__Task data__.
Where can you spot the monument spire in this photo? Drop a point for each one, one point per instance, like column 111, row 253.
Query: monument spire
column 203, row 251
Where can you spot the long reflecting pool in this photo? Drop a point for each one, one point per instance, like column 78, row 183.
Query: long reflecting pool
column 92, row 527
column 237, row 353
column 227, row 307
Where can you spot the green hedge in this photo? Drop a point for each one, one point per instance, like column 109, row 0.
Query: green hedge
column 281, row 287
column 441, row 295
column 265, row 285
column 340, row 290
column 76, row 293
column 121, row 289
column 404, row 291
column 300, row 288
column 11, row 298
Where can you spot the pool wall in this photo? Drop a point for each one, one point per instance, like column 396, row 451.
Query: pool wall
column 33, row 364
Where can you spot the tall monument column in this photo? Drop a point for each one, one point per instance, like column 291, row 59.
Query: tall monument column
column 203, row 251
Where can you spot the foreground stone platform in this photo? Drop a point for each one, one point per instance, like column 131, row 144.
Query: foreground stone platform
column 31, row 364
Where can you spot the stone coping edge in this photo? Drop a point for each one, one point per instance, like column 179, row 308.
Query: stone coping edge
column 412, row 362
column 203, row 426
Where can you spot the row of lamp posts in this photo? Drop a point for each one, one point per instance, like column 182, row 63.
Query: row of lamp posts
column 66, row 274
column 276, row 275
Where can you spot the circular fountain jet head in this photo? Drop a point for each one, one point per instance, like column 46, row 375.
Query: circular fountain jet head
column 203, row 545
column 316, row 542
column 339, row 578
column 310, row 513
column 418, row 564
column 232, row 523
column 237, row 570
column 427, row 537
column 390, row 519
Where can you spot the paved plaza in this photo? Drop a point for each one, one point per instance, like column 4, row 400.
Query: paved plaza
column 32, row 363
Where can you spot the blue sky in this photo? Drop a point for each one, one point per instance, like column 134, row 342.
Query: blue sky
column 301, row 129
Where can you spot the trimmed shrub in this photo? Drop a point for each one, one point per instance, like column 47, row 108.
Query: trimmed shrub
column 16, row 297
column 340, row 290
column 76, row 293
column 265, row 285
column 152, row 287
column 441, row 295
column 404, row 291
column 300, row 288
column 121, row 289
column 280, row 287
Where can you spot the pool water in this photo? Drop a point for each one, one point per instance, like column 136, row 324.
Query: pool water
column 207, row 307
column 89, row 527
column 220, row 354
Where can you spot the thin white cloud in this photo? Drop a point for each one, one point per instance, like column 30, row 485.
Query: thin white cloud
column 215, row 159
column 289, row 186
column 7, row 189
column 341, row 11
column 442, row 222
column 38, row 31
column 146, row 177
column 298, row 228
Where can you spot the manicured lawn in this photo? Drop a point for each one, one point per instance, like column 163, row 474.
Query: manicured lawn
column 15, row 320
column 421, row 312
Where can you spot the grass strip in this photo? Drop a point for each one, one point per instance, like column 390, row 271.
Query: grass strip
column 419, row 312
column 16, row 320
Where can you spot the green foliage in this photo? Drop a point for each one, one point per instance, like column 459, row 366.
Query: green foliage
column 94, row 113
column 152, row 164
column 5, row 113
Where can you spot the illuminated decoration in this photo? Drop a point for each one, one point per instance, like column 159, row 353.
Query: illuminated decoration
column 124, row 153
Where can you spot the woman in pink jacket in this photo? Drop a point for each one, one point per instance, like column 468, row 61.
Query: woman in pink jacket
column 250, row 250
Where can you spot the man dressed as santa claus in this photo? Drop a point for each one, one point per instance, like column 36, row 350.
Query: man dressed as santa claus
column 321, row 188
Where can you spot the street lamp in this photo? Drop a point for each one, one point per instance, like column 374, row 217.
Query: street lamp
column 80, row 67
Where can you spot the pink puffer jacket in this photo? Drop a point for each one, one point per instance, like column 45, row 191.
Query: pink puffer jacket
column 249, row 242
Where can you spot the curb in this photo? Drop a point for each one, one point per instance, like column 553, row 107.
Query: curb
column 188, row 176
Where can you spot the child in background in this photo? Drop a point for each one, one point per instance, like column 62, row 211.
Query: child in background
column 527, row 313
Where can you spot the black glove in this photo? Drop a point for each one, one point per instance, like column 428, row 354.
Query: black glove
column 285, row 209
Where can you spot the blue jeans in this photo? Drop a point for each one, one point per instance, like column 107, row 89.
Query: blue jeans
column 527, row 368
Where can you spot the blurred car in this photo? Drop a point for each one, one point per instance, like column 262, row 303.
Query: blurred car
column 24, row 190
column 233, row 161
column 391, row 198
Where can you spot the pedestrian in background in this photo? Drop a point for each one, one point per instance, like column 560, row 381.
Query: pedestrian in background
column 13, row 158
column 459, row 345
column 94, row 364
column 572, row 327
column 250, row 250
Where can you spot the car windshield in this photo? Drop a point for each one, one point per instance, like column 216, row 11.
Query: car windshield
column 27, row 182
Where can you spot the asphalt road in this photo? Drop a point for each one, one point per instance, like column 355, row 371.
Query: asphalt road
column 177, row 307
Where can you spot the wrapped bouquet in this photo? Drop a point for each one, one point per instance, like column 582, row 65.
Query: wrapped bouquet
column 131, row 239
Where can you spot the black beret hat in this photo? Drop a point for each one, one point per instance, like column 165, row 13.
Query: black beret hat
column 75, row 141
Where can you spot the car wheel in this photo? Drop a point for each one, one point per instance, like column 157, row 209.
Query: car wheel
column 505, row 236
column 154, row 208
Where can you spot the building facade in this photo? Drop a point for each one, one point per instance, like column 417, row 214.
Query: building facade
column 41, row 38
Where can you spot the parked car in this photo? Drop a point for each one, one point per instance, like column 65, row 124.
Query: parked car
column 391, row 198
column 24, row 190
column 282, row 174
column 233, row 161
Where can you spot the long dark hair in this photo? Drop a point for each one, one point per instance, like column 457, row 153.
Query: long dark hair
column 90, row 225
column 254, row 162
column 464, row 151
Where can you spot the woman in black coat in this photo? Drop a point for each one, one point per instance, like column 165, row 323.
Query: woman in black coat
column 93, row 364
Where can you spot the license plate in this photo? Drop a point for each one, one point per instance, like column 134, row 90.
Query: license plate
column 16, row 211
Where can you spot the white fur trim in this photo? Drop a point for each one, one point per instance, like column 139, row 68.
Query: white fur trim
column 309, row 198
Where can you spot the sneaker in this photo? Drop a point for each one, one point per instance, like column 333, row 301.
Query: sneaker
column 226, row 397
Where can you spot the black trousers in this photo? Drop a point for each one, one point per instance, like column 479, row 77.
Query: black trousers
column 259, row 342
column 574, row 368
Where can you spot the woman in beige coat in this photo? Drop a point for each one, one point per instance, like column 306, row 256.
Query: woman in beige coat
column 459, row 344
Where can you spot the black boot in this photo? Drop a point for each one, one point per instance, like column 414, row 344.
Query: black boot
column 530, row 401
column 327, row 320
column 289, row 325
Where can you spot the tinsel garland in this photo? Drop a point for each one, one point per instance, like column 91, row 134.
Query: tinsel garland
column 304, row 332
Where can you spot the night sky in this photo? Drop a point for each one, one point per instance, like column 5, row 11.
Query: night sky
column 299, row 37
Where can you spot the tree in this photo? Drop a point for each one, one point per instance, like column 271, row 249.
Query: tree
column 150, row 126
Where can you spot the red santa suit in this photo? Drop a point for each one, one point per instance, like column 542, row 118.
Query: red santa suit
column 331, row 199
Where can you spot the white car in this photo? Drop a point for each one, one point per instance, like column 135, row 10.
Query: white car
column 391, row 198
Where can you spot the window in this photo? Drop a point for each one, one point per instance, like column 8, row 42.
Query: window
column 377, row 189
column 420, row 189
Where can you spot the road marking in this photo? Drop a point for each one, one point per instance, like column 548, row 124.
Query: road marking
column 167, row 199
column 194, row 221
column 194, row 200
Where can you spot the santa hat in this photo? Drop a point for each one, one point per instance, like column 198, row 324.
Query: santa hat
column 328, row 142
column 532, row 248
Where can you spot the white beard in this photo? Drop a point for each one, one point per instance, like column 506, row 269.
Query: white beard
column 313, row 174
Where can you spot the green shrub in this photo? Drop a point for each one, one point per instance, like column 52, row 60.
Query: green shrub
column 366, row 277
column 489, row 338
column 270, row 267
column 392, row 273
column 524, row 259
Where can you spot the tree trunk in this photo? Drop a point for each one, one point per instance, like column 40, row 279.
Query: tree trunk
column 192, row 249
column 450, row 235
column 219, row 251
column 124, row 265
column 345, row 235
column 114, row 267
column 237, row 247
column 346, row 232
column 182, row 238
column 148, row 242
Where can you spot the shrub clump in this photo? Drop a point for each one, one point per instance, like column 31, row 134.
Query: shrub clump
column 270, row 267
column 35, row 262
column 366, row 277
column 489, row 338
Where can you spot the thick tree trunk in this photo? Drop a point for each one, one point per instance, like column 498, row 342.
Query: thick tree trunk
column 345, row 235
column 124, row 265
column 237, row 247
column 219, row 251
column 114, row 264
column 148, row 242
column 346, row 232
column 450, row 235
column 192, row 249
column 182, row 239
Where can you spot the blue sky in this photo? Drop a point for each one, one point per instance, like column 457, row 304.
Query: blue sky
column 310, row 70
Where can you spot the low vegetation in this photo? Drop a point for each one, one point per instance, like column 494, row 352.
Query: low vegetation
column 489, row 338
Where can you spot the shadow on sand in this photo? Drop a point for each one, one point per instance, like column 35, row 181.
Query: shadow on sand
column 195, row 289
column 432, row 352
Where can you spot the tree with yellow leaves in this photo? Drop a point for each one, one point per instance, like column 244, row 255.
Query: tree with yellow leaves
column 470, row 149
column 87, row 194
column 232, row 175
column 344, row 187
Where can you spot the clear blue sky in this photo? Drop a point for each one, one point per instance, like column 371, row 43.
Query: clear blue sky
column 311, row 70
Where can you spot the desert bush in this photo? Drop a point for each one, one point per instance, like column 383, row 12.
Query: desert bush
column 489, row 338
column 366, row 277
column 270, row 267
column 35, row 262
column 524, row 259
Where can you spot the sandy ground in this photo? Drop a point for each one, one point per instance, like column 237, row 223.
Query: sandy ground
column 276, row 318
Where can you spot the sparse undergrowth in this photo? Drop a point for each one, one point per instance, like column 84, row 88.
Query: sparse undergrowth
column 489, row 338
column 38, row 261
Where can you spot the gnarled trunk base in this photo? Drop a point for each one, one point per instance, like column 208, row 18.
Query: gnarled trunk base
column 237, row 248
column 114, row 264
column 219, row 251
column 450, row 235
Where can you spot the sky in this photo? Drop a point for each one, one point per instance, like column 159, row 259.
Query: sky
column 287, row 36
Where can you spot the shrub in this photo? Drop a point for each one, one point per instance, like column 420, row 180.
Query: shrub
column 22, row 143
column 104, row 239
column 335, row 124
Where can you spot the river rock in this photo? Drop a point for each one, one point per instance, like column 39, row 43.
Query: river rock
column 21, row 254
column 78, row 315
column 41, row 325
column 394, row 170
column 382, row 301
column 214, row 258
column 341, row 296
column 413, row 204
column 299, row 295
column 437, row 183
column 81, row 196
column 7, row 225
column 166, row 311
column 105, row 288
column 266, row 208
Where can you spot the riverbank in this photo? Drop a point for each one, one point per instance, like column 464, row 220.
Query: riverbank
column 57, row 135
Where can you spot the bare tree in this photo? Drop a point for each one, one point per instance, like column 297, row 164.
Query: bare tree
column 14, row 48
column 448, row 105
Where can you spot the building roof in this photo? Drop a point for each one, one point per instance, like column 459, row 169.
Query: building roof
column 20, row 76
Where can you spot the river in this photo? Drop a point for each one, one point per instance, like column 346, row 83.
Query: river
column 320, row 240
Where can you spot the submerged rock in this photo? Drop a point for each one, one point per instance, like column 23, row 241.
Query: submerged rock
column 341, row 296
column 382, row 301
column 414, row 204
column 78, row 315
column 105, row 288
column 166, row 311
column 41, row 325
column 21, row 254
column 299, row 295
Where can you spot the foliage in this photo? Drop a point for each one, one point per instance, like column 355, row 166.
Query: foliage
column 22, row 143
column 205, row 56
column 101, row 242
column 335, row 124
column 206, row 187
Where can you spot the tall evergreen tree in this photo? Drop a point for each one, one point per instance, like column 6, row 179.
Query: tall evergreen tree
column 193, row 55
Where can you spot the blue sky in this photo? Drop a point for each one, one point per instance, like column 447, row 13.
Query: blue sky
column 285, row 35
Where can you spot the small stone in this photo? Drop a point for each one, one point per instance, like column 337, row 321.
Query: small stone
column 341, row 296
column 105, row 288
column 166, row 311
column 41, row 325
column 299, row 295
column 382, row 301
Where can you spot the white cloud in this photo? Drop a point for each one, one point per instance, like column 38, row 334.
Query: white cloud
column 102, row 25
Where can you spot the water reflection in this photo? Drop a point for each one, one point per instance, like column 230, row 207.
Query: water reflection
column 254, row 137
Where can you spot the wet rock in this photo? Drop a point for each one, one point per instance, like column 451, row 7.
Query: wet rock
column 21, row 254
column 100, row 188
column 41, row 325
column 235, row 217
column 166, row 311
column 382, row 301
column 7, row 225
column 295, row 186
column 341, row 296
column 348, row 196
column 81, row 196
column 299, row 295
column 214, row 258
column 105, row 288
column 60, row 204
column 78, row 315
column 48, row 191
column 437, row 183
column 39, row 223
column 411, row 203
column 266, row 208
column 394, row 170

__Assignment__.
From the entries above, restate word for word the lines from the line containing "Query: wrapped bouquet" to the line containing "Where can you spot the car wheel", both ends included, and nothing more.

__Written response__.
Query: wrapped bouquet
column 131, row 239
Where can you spot the black beret hat in this photo? Drop a point for each one, one point per instance, like column 165, row 13.
Query: black beret hat
column 75, row 141
Where can you spot the car wheel in this photo? Drop a point for each one, one point per instance, like column 157, row 209.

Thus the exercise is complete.